### Enunciado 1
No texto sobre a ditadura militar, quem é chamado de "nosso grande poeta"?
### Enunciado 2
Transcreva literalmente o trecho do texto sobre a ditadura militar que começa em "Apesar de você, amanhã" e termina em "ser outro dia.".
### Enunciado 3
Dê prosseguimento ao texto sobre a ditadura militar a partir do ponto em que ele se interrompe.

### Excerto da página

Apesar de você, amanhã há de ser, outro dia! Assim Chico Buarque (nosso grande poeta) cantou e expôs a ditadura militar que assolou o país de 1965 a 1984 e, de fato, os generais não impediram o amanhã ser outro dia.

Lembro, como fosse ontem: as pessoas seguiam desaparecendo e o dia teimava em (re)nascer – ainda que sem respostas e tingido pelo sangue covardemente derrubado pelos ‘desaparecidos’.

Ao inventar o pecado (desconhecendo as balizas da lei) esquecendo-se (tanto quanto) de inventar o perdão, o general (médici) implicitamente apontado pelo nosso grande poeta (Chico Buarque) revelava-se escravo de sua natureza golpista, que lhe dava um hipotético relevo na sobreposição de seus valores aos dos demais brasileiros...

Nossa ditadura caiu, mas não pode ser esquecida, negada, relativizada, diminuída – ainda que negar pareça a ordem do dia do Brasil de nossos dias...

Itens contidos em um conjunto de dados:
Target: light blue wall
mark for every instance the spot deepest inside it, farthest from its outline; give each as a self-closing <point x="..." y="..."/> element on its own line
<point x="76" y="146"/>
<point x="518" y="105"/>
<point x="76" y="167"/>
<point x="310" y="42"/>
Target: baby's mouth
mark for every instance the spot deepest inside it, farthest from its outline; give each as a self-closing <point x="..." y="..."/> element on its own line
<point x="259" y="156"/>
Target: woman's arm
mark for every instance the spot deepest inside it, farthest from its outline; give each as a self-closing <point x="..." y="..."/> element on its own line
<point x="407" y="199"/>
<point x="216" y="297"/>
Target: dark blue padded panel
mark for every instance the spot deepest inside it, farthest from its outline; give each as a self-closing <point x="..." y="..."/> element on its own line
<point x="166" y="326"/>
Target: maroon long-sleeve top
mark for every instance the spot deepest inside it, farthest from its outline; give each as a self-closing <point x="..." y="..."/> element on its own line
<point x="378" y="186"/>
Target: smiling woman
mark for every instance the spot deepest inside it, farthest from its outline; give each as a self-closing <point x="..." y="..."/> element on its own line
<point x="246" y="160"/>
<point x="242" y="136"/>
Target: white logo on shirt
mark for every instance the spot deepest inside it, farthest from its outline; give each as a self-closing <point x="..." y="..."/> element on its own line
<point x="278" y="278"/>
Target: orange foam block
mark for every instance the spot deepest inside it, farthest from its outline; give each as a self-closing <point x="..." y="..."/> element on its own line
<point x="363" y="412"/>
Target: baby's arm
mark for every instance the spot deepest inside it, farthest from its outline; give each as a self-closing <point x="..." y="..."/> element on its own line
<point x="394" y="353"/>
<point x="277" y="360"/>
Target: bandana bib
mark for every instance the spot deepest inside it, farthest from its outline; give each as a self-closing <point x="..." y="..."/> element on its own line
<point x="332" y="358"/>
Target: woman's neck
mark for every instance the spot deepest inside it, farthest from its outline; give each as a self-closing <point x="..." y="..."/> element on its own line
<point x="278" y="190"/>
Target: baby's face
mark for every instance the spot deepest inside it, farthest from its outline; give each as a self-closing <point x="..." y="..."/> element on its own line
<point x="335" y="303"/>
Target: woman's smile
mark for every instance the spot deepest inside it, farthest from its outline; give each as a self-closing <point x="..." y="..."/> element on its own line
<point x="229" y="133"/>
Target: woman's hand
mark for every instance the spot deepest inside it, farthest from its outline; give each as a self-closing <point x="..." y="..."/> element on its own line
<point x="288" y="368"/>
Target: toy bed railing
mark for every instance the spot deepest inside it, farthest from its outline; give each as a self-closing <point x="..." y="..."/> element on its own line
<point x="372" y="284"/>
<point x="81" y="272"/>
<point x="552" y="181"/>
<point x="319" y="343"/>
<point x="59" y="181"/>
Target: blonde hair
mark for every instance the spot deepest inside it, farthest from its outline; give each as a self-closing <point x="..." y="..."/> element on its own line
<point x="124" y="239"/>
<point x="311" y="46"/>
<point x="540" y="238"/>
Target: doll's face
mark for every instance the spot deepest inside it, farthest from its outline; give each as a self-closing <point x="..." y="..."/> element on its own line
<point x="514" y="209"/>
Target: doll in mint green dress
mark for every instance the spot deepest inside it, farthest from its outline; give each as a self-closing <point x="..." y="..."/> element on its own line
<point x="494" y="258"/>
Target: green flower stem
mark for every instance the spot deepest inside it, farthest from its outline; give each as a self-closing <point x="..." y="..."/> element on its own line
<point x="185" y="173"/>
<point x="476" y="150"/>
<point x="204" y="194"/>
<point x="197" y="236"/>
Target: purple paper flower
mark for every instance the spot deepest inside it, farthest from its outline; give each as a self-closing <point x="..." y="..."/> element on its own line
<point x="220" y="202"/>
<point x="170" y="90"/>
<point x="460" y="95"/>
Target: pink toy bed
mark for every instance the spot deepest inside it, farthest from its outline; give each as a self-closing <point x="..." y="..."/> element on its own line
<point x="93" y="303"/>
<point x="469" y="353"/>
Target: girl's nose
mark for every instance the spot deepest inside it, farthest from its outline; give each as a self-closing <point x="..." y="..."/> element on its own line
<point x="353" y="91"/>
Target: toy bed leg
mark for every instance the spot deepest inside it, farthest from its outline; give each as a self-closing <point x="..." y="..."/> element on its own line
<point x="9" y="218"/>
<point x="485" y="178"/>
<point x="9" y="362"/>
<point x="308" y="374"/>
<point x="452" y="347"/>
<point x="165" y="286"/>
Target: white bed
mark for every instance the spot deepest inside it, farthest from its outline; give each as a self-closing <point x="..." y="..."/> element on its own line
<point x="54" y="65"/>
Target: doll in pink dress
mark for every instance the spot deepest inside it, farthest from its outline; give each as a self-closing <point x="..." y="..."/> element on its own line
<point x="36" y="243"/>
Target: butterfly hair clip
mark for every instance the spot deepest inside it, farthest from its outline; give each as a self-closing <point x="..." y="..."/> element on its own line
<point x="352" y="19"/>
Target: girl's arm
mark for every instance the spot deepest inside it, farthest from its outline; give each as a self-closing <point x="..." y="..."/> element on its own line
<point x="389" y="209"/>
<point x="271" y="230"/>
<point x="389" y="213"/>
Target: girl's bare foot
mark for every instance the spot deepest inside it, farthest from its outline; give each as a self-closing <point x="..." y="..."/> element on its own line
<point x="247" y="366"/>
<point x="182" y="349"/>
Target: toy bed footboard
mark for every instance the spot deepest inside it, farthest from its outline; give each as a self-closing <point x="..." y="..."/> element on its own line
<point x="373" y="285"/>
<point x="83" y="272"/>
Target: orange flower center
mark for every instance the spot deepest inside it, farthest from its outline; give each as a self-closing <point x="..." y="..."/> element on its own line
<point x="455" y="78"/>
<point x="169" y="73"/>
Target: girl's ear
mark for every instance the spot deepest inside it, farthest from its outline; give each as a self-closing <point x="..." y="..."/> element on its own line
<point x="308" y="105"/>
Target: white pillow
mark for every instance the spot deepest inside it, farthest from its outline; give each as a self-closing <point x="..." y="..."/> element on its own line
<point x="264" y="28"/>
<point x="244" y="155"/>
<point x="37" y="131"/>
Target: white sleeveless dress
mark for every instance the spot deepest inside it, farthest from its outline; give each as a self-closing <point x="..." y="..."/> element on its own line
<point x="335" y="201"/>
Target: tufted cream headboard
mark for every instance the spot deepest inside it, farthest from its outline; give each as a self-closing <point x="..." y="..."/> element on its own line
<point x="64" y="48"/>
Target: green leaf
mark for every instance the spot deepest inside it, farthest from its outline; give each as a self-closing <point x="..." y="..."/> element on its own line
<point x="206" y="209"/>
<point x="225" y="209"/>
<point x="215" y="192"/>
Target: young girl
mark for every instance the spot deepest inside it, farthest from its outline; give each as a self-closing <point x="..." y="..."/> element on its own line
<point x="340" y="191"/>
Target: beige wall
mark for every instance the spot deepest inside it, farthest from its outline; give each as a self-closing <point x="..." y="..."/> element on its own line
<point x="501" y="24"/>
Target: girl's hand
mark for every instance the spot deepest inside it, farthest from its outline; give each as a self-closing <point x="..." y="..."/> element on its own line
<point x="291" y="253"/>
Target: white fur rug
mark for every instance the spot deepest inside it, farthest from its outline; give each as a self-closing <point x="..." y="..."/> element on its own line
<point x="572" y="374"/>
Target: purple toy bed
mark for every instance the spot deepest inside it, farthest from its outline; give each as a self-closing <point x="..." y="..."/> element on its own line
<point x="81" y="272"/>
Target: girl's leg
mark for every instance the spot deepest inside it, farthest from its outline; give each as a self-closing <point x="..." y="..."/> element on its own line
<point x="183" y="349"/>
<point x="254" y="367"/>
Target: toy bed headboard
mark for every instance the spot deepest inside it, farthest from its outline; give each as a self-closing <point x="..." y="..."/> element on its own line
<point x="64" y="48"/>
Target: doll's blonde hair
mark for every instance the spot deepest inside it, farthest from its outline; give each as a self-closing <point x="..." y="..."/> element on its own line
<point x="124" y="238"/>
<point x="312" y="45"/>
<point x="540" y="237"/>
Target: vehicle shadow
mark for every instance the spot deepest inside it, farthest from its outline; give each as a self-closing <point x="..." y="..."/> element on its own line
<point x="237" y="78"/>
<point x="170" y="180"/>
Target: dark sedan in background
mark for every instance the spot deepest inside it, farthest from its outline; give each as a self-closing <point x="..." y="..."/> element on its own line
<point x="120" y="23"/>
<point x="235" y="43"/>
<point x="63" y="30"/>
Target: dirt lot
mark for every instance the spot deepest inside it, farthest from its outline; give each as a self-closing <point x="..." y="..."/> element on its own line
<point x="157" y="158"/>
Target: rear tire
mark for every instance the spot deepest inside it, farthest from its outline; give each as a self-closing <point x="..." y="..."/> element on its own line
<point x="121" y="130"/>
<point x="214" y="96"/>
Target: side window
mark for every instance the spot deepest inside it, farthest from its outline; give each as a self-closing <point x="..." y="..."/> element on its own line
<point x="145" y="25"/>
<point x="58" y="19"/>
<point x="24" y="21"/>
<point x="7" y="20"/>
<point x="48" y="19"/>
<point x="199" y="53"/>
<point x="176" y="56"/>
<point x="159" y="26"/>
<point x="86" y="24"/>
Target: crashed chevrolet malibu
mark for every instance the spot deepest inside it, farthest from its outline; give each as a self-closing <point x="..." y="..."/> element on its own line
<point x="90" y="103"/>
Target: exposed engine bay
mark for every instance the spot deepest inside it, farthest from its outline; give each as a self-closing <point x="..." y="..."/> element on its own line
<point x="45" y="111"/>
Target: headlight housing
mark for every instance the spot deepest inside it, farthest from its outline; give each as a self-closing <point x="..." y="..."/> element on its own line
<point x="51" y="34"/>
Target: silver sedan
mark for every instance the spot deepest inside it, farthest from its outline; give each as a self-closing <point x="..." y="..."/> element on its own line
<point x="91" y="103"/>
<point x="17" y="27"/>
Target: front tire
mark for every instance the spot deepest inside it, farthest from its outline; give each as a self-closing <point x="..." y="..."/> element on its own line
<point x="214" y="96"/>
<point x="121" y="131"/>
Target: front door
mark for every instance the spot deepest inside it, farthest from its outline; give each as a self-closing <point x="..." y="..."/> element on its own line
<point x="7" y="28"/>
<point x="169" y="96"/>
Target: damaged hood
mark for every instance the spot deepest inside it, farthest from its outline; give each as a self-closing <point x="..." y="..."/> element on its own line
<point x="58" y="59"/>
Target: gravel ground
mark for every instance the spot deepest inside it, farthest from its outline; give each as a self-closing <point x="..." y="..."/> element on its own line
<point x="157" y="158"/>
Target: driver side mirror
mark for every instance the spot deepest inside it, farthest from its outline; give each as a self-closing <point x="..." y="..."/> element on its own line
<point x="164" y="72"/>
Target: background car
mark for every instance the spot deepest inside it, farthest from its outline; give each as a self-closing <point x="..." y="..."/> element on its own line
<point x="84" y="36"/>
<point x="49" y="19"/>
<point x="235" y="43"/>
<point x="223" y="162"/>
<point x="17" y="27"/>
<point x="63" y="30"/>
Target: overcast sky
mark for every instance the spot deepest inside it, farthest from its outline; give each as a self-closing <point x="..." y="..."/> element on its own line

### Resposta 1
Chico Buarque.

### Resposta 2
Apesar de você, amanhã há de ser, outro dia! Assim Chico Buarque (nosso grande poeta) cantou e expôs a ditadura militar que assolou o país de 1965 a 1984 e, de fato, os generais não impediram o amanhã ser outro dia.

### Resposta 3
Deveras, o sangue, a dor e as vidas que tombaram não podem ser minimizados, sob pena de terem manchado a nossa vergonha em vão. A imprensa colaboracionista (que em passado muito recente assim o reconheceu e já pediu perdão ao país) não pode seguir noticiando ao sabor do interesse do dono da prensa ou da própria subserviência covarde...

Hoje, o dia renasceu mais colorido. O Supremo Tribunal Federal disse, por três votos a dois, parcial a conduta do então juiz Moro na persecução político ideológica que promoveu em desfavor de Lula, pela letra do direito penal, sob os holofotes capitaneados na imprensa colaboracionista em prol da operação lava jato...

Não há, entretanto, muito a comemorar. O só fato de termos chegado onde chegamos (STF) para verberar a mais evidente das parcialidades, apenas demonstra o equívoco que estamos a trilhar.

Tenho sido crítico contumaz da lava jato por mais de um motivo em geral e, por um em especial: o conluio ilícito, de matriz político ideológica, estabelecido entre os procuradores e o então juiz que presidia os trabalhos do consórcio curitibano...

Sei que muita gente torce o nariz e pensa que se está a acobertar corruptos – esse discurso, aliás, é recorrente sempre que o dia nasce apesar de você, na medida em que suas consequências e alcance potencializam paixões e insuflam a imaginação, principalmente daqueles que não são afeitos à dogmática jurídica...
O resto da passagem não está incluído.